(Extracted data entries)
--- START ---

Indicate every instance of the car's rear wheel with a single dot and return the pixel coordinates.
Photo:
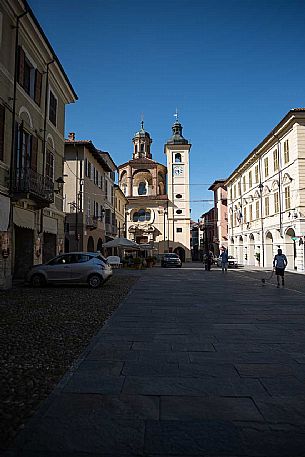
(38, 280)
(94, 281)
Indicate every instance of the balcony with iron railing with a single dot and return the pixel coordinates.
(91, 222)
(27, 183)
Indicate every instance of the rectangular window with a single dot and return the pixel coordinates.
(266, 206)
(2, 125)
(29, 77)
(256, 174)
(50, 165)
(108, 216)
(250, 178)
(287, 198)
(250, 213)
(257, 210)
(275, 160)
(266, 167)
(52, 108)
(276, 203)
(286, 151)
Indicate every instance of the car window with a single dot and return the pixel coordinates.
(100, 257)
(61, 260)
(82, 258)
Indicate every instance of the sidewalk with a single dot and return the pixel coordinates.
(193, 363)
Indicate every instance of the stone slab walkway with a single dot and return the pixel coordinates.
(193, 363)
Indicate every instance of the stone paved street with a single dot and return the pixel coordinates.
(193, 363)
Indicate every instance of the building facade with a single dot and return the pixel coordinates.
(88, 196)
(220, 216)
(119, 206)
(34, 90)
(158, 212)
(266, 198)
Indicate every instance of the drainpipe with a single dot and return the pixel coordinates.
(14, 100)
(44, 141)
(280, 183)
(261, 209)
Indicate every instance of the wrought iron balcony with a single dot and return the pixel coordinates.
(91, 222)
(27, 183)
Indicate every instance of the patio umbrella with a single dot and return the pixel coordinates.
(123, 243)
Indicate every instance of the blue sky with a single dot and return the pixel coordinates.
(232, 68)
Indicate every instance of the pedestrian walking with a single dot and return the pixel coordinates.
(224, 260)
(279, 264)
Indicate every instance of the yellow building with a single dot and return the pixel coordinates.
(34, 90)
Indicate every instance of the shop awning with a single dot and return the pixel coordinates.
(49, 225)
(24, 218)
(4, 213)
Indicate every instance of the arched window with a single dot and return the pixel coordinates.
(178, 157)
(142, 215)
(142, 189)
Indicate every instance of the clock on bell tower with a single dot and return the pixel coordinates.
(177, 150)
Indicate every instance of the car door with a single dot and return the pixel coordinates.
(59, 269)
(80, 267)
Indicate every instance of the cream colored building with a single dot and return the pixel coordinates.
(266, 198)
(120, 205)
(34, 90)
(158, 211)
(88, 196)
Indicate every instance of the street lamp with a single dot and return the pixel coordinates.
(163, 211)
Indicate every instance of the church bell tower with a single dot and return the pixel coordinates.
(177, 150)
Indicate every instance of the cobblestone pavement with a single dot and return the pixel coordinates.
(193, 363)
(42, 332)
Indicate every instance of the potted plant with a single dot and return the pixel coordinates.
(137, 263)
(150, 261)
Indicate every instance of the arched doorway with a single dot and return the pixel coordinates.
(290, 248)
(268, 250)
(90, 244)
(251, 257)
(99, 245)
(181, 253)
(240, 257)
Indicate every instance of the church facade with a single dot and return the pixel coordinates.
(158, 209)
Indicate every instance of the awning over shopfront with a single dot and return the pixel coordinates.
(24, 218)
(49, 225)
(4, 213)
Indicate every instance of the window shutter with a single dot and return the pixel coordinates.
(34, 149)
(38, 81)
(21, 57)
(2, 119)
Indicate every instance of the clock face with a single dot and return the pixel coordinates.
(178, 171)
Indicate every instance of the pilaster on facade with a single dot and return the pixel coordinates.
(266, 195)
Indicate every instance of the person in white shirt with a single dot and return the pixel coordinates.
(280, 263)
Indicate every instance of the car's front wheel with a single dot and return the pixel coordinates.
(94, 281)
(38, 280)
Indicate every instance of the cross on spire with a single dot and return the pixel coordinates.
(176, 115)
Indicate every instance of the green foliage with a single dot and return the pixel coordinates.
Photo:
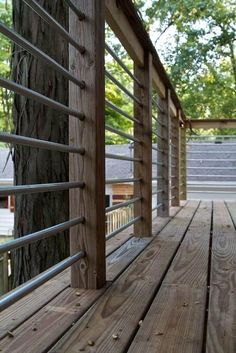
(114, 94)
(201, 56)
(5, 71)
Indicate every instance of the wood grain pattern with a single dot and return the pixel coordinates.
(42, 330)
(164, 156)
(190, 265)
(175, 320)
(90, 168)
(122, 306)
(173, 323)
(221, 328)
(143, 150)
(19, 312)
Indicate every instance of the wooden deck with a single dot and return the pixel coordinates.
(173, 293)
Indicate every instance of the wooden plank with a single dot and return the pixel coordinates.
(122, 306)
(42, 330)
(173, 323)
(119, 260)
(143, 150)
(57, 317)
(221, 333)
(183, 165)
(19, 312)
(175, 320)
(173, 110)
(190, 266)
(175, 193)
(157, 83)
(211, 124)
(164, 147)
(90, 168)
(123, 30)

--- END ---

» TASK TO CARRY OUT:
Only the lines from the one containing "Indicate every instance of the wooden plank" through the last line of the records belong in the answer, each written out exactly.

» RESULT OF THE EXERCISE:
Indicate every instance of the wooden plank with a single dot and return the pixel coordinates.
(122, 306)
(42, 330)
(173, 323)
(119, 260)
(143, 150)
(57, 317)
(221, 333)
(183, 165)
(19, 312)
(175, 320)
(173, 110)
(190, 266)
(175, 193)
(157, 83)
(211, 124)
(164, 147)
(90, 168)
(123, 30)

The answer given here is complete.